Wherever the word "wooden" appears in a line of the data, that line should be copied.

SUPPLIED MATERIAL Start Marker

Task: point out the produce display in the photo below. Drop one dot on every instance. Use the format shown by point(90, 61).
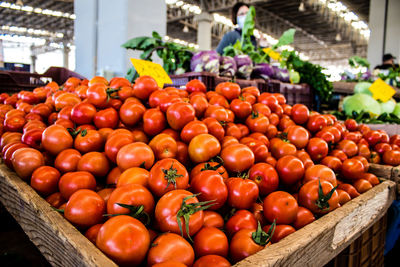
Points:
point(168, 177)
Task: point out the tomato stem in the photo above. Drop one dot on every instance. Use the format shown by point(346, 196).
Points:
point(187, 210)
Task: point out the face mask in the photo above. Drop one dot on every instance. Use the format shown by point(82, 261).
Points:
point(240, 20)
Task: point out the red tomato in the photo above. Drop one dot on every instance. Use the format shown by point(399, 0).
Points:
point(210, 241)
point(45, 180)
point(85, 208)
point(115, 240)
point(242, 193)
point(265, 176)
point(144, 86)
point(167, 175)
point(25, 161)
point(203, 147)
point(71, 182)
point(179, 114)
point(310, 198)
point(290, 169)
point(303, 217)
point(317, 148)
point(135, 155)
point(280, 207)
point(211, 260)
point(179, 201)
point(211, 187)
point(170, 247)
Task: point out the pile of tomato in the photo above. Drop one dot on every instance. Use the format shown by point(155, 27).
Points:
point(169, 177)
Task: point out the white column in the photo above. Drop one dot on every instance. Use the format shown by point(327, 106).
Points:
point(204, 21)
point(377, 46)
point(98, 45)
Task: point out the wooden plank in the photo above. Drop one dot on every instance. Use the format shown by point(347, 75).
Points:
point(59, 242)
point(317, 243)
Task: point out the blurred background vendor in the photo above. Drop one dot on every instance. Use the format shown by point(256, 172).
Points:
point(239, 11)
point(387, 62)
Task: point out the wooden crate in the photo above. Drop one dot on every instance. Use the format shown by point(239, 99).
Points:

SUPPLIED MATERIAL End Marker

_ANSWER SECTION_.
Task: point out the wooden plank in the photo above. Drop one dot on every instance. Use the format shown by point(347, 75).
Task: point out the wooden crate in the photo above. Drop one dot on every instance. Use the format shown by point(239, 99).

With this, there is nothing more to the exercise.